** Begin Exercise data **

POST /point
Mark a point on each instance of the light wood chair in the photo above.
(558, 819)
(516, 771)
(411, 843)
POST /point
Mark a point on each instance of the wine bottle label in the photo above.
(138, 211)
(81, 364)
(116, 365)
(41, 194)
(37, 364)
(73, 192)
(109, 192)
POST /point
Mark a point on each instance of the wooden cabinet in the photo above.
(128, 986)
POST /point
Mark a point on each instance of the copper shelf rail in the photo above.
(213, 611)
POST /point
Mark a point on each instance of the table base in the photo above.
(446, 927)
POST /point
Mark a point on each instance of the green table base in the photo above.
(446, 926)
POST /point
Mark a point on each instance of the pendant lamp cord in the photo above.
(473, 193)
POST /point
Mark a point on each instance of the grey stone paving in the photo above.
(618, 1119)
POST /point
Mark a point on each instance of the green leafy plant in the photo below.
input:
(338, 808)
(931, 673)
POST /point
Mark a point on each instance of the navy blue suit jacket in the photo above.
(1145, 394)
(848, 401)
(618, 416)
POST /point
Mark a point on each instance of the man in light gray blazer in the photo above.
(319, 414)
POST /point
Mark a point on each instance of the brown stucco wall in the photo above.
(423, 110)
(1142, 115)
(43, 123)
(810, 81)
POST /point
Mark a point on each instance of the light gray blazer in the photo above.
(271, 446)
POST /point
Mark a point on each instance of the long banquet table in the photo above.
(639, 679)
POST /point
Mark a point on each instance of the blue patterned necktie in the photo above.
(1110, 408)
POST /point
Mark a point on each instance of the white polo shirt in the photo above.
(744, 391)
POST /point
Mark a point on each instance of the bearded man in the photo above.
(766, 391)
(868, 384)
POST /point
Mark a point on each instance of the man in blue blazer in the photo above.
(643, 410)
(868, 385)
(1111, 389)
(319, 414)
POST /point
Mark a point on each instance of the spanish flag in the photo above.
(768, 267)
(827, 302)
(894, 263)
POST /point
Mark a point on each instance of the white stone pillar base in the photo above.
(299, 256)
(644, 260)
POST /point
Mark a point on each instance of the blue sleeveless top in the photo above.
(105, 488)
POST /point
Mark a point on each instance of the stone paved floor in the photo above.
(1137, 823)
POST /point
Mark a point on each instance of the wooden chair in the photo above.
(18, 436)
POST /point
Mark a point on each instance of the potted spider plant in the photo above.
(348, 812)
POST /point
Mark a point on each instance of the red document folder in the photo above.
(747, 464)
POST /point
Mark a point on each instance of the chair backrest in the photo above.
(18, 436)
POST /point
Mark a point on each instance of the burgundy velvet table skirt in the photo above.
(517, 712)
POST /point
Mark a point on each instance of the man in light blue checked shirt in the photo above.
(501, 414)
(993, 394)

** End Exercise data **

§ Exercise description
Reproduce the data, keeping every line exactly the same.

§ Answer to this exercise
POST /point
Mark a point on each instance of the light wood chair in the photo above.
(558, 819)
(516, 771)
(411, 843)
POST /point
Mark a point on each instance of the wine bottle label in the photo above.
(138, 211)
(81, 364)
(116, 365)
(41, 194)
(37, 364)
(73, 192)
(109, 192)
POST /point
Mark a point on each instance of the wooden cabinet in the photo above.
(128, 986)
POST /point
Mark a point on each instance of the copper shelf rail in the photo above.
(213, 611)
POST /point
Mark a point on each instance of the table base in the photo above.
(446, 927)
POST /point
Mark a point on each instance of the green table base in the photo above.
(446, 926)
POST /point
Mark a point on each instance of the pendant lamp cord in the photo above.
(473, 193)
POST /point
Mark a point on each instance of the grey stone paving in the photo above.
(618, 1119)
POST /point
Mark a point on each instance of the green leafy plant in the photo below.
input:
(338, 808)
(931, 673)
POST /point
Mark a point on each instance of the navy blue suit jacket in the photo above.
(1145, 394)
(848, 401)
(618, 416)
POST /point
Mark a point on each instance of the man in light gray blazer in the photo above.
(319, 414)
POST /point
Mark a point on each instance of the brown stucco wall in the photo above.
(423, 110)
(1142, 115)
(43, 123)
(810, 81)
POST /point
Mark a point on each instance of the light gray blazer in the photo above.
(271, 446)
POST /point
Mark a point on each instance of the long banquet table in the photo above.
(639, 679)
POST /point
Mark a point on each instance of the blue patterned necktie in the photo above.
(1110, 408)
POST /point
Mark a point on each instance of the white polo shirt in the photo above.
(744, 391)
POST /point
Mark a point on each instance of the bearded man in the photo above.
(766, 391)
(868, 384)
POST /point
Mark a point on each instance of the man in blue blazer in the photo above.
(643, 410)
(868, 385)
(1111, 389)
(319, 414)
POST /point
Mark a point on each instance of the spanish flag in the photo above.
(768, 267)
(827, 302)
(894, 263)
POST /point
Mark a point on each instance of the white stone pillar base in the photo above.
(299, 256)
(644, 260)
POST /point
Mark a point on each instance of the blue sleeveless top in the photo above.
(105, 488)
POST /point
Mark a point on each instance of the stone paved floor in the photo above.
(1137, 823)
POST /point
Mark a point on each instance of the wooden chair in the photo above.
(18, 436)
POST /point
Mark a point on each instance of the potted spider plant in the photo above.
(348, 812)
POST /point
Mark a point on each instance of the red document folder in the photo above.
(747, 464)
POST /point
Mark a point on each instance of the chair backrest in the photo above.
(18, 436)
POST /point
Mark a point on each instance of the burgundy velvet table skirt in the photo above.
(517, 712)
POST /point
Mark a point on each instance of the man in light blue checked shirt in the photo above.
(501, 414)
(993, 394)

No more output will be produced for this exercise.